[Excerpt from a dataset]
───

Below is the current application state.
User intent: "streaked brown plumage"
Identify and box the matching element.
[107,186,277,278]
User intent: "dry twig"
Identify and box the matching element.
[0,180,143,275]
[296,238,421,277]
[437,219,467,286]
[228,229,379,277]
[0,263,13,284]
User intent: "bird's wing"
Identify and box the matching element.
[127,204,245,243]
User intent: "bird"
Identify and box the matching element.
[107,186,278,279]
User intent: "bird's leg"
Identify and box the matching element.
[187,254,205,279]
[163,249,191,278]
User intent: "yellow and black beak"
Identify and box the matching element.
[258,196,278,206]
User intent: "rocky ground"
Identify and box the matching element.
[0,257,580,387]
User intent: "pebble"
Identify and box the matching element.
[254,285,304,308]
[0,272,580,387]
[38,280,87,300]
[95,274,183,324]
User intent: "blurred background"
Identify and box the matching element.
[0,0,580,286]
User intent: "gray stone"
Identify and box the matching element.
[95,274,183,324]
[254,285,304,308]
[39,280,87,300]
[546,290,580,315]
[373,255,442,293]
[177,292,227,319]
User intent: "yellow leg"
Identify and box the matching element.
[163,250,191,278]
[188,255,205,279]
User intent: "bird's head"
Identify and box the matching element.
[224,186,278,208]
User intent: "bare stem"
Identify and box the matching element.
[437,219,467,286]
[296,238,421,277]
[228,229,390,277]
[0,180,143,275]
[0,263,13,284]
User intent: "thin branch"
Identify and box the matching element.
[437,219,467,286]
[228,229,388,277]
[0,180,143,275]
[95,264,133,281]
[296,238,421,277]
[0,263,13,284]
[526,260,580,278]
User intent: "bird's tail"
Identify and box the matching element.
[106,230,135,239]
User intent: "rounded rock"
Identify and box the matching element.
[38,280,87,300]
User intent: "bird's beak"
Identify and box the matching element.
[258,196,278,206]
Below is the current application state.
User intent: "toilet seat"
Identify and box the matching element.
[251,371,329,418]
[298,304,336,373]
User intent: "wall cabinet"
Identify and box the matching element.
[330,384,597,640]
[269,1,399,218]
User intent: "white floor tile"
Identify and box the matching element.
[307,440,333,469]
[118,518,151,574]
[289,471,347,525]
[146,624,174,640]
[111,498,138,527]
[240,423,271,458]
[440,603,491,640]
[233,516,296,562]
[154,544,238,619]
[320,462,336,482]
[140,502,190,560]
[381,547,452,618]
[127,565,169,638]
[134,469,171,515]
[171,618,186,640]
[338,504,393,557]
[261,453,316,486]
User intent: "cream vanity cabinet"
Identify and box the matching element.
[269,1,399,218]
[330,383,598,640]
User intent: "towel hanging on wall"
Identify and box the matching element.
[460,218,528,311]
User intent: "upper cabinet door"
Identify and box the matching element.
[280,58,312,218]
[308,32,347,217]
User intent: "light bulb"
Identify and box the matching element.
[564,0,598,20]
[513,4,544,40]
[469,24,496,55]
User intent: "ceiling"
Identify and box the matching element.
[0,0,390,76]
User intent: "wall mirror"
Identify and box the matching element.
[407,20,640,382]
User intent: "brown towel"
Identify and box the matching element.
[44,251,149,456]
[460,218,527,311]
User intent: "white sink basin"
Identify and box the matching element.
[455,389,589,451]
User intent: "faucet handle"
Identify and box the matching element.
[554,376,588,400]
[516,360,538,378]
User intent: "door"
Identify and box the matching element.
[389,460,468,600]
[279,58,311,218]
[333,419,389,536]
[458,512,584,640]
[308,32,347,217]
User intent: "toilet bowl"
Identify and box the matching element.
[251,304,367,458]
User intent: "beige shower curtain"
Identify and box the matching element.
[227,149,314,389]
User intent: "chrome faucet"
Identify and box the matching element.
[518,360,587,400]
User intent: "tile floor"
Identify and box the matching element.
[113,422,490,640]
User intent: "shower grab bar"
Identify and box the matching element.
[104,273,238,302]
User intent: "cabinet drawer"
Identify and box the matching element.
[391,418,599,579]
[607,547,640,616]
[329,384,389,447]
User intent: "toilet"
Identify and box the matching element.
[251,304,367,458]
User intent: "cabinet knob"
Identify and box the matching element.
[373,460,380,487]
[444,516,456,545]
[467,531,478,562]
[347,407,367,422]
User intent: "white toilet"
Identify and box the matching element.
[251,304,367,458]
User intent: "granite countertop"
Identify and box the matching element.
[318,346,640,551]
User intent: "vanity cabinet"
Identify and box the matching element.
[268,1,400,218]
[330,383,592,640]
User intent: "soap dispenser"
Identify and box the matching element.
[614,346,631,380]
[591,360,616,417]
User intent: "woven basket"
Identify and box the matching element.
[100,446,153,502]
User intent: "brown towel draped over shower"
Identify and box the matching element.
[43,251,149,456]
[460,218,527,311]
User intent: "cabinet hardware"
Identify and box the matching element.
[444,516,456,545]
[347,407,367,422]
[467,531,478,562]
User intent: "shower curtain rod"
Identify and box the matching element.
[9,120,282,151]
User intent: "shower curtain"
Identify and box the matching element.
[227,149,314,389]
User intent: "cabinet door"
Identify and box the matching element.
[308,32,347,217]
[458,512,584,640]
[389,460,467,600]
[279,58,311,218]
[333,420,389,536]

───

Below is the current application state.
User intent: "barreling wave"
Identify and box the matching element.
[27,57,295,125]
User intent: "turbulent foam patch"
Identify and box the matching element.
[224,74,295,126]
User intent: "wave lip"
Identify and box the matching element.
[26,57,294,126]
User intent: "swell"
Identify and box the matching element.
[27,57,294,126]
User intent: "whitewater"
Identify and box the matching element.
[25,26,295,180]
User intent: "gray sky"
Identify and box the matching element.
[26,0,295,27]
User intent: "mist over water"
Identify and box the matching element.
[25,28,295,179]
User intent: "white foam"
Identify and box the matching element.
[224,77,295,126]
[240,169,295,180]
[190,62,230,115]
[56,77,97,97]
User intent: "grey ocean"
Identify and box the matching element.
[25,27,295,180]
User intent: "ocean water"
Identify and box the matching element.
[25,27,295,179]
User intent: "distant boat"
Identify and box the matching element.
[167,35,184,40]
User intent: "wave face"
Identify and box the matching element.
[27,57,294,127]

───

Can you gather every line of the entries above that holds the word "shower"? Case counts.

User intent: "beige shower curtain"
User intent: "shower grab bar"
User intent: "brown towel draped over shower"
User intent: "shower curtain rod"
User intent: "shower curtain"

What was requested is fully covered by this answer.